> _GOAL_
Substitute "place one marker" for each occurrence of "put one pin" in the entries below, and reproduce all of them with every other word left as it is.

> _LISTING_
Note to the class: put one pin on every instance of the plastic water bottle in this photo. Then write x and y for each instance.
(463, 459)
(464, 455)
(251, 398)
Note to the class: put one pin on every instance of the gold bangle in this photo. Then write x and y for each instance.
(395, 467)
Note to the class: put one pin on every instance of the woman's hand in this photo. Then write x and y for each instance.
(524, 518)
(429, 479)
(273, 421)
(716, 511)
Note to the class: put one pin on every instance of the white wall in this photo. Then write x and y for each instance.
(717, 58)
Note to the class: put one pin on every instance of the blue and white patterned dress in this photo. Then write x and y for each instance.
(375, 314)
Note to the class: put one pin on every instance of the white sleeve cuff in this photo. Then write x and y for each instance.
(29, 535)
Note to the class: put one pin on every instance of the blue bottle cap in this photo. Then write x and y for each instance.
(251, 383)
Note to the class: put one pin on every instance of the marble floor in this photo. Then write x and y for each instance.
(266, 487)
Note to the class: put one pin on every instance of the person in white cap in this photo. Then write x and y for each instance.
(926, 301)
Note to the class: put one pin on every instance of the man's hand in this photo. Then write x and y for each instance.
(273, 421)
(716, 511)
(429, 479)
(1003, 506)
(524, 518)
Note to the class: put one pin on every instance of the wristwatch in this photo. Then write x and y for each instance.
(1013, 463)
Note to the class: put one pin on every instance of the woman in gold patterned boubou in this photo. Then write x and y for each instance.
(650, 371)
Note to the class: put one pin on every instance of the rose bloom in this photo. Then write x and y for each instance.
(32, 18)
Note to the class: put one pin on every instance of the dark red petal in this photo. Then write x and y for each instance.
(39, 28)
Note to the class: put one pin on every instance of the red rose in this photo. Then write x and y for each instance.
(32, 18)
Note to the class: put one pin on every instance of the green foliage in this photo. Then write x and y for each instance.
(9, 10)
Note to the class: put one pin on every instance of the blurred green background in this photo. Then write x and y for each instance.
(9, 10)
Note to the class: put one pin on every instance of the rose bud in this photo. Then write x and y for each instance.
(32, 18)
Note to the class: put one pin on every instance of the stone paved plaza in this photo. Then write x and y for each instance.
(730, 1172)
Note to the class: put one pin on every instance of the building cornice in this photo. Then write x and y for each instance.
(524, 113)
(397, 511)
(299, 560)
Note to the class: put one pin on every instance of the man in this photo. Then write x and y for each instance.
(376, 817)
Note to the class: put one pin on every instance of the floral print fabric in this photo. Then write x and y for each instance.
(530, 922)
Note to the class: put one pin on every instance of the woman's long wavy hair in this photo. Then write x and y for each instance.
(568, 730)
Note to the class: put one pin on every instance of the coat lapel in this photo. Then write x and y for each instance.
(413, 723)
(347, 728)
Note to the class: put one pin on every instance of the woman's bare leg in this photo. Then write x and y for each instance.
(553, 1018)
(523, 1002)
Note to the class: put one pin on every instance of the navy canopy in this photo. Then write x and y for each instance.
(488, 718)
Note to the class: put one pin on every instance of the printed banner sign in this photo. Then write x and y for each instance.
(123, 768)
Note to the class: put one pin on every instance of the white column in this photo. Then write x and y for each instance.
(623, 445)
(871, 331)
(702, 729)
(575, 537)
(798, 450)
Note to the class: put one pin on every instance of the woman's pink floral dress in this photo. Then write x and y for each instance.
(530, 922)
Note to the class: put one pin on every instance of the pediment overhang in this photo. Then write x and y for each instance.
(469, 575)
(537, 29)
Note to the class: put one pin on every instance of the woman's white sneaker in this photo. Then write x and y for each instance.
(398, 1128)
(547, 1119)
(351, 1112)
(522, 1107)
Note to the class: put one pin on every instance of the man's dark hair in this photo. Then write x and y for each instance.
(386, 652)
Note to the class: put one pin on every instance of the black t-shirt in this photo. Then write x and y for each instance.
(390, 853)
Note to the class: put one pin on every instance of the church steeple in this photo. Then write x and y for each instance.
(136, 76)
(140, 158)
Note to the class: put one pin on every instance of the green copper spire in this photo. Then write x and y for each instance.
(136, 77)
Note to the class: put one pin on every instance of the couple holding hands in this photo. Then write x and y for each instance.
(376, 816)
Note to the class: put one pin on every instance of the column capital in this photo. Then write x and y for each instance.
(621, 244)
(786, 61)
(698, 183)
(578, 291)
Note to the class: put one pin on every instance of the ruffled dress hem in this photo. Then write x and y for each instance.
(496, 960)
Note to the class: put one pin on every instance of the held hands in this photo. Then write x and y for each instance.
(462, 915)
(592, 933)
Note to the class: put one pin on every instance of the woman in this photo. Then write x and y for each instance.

> _FULL RESPONSE_
Note to the class: place one marker on every instance of the plastic water bottle in this photo. Then write x and y for each instance.
(463, 459)
(464, 455)
(251, 398)
Note to the class: place one marker on every instance of the gold bangle in this photo. Then write x and y for each instance.
(395, 467)
Note to the class: place one marker on every instance of the woman's hand in this photo. Then write x and y for each instance.
(524, 518)
(429, 479)
(273, 421)
(716, 511)
Note to the class: place one marker on every instance of the white wall in this photo. Then write x and y for each instance.
(717, 58)
Note to the class: place one marker on every instance of the blue and white patterned dress in this photo. Then write x and y for each instance.
(375, 314)
Note to the class: place one marker on every instance of the white sleeve cuff in this photo. Then write x and y for each instance.
(29, 535)
Note to the class: place one marker on every instance of the blue bottle cap in this photo. Then write x and y for each instance.
(251, 383)
Note to the class: place one marker on every instance of the marble floor in this photo. Then write x and y for each instance.
(266, 487)
Note to the class: place one marker on every instance of the person in white cap in this photo. Then write x and y for each instance.
(926, 301)
Note to the class: place one marker on every instance of the man's hand in this photo. Then write x and y for each instance.
(273, 421)
(716, 511)
(429, 479)
(1003, 506)
(524, 518)
Note to the class: place one marker on every instance of the wristwatch in this photo. Then write x and y for each instance.
(1013, 463)
Note to the class: place one marker on every instance of the woman in gold patterned boubou in this photo. Then write x and y for each instance.
(650, 371)
Note to the class: place one marker on every instance of the rose bloom in this photo. Then write x and y for each instance.
(32, 18)
Note to the class: place one marker on every instance of the dark red petal in this photo. Then write x and y for each instance.
(39, 28)
Note to the class: place one marker on every instance of the red rose in this photo. Then write x and y for each instance.
(32, 18)
Note to the class: place one marker on every instance of the green foliage in this photo. Then write x and y for each instance.
(9, 10)
Note to the class: place one marker on every instance of the blurred green background in this photo. Then write x and y for each instance.
(9, 10)
Note to the class: place one marker on every instance of the rose bud in this photo. Then write x and y for each instance.
(32, 18)
Note to the class: place one marker on every instance of the stone paved plaza in this photo. Then write x and y for each instance.
(730, 1172)
Note to the class: place one marker on every instance of the building cornice in this photo. Then write x and y for each instance.
(524, 113)
(397, 511)
(299, 560)
Note to the class: place one marker on every instance of the man in this photo. Then write x and y for each instance.
(376, 817)
Note to the class: place one marker on every instance of the floral print fabric in this photo. Then write x and y for each instance.
(530, 922)
Note to the class: place one marker on every instance of the woman's long wavy hair in this photo. Then write x and y for each instance.
(568, 730)
Note to the class: place one marker on every instance of the coat lapel in this photo. Then write x and y for each instance.
(413, 723)
(347, 728)
Note to the class: place one marker on every instance of the woman's bare leg in this photo. Then write x and y for each instance.
(553, 1018)
(523, 1002)
Note to the class: place one marker on every instance of the navy canopy in this photo. Then write x and y for each instance.
(488, 718)
Note to the class: place one marker on every instance of the printed banner sign in this photo. Then write x and y for each instance.
(123, 768)
Note to the class: place one marker on every instance of the white column in this photo. Then write x and y for each instance.
(623, 445)
(871, 331)
(702, 729)
(575, 537)
(798, 450)
Note to the class: place one marker on every instance of the woman's pink floral dress in this photo. Then write x and y for each instance.
(530, 922)
Note to the class: place one marker on every instance of the pediment overhang in this photo. Then write x and y for each instance.
(469, 575)
(537, 29)
Note to the class: place one marker on every instance of the woman's white sneaker in this photo. Then write x and y for each instance.
(398, 1128)
(547, 1119)
(351, 1112)
(522, 1107)
Note to the class: place one marker on every instance of the man's dark hair in this photo. Then write x and y for each instance.
(386, 652)
Note to the class: place one marker on every instance of the black t-shirt in this photo. Then write x and y for each instance.
(390, 853)
Note to the class: place one marker on every instance of the church steeple in this photo. Then write x and y for each instance.
(136, 76)
(140, 158)
Note to the class: place one marker on every instance of the green copper spire in this photo. Then write x and y for each instance.
(136, 77)
Note to the class: place one marker on every instance of the couple holding hands in this photo. Then write x and y for each instance.
(376, 816)
Note to the class: place one marker on every instance of the column capital in this photo. Then write x and y for each instance.
(621, 244)
(786, 61)
(698, 183)
(578, 291)
Note to the class: place one marker on every instance of the ruffled dress hem in this photo. Then write x and y for each instance.
(496, 960)
Note to the class: place one marker on every instance of the held hands in this photo. Then write x and y for each instance.
(462, 915)
(592, 933)
Note to the class: place one marker on every instance of the woman in this photo. Then write x and y for each instance.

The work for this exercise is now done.